> [What you should do]: In all the rows below, change "buckle" to "clasp" and keep everything else the same. Leave the pictures out of your answer.

> [Input rows]:
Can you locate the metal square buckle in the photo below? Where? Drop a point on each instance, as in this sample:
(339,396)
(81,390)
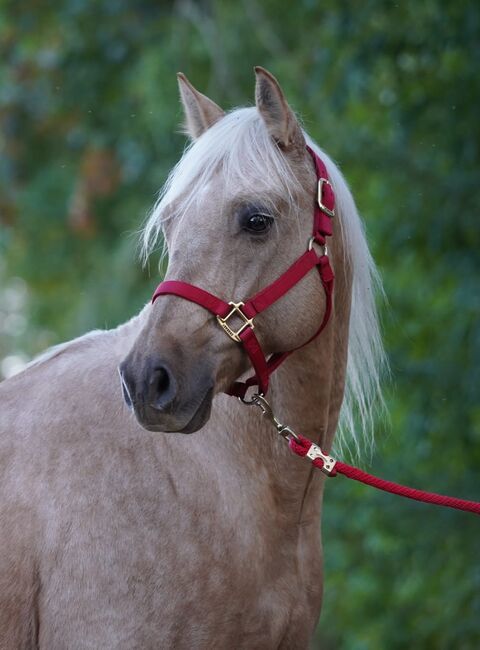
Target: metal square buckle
(321,183)
(235,311)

> [Reply]:
Can you locate the metal square clasp in the photo below? Where? Drop a point on each instance, as in this sample:
(339,396)
(81,390)
Target: metal square clasp
(321,183)
(235,311)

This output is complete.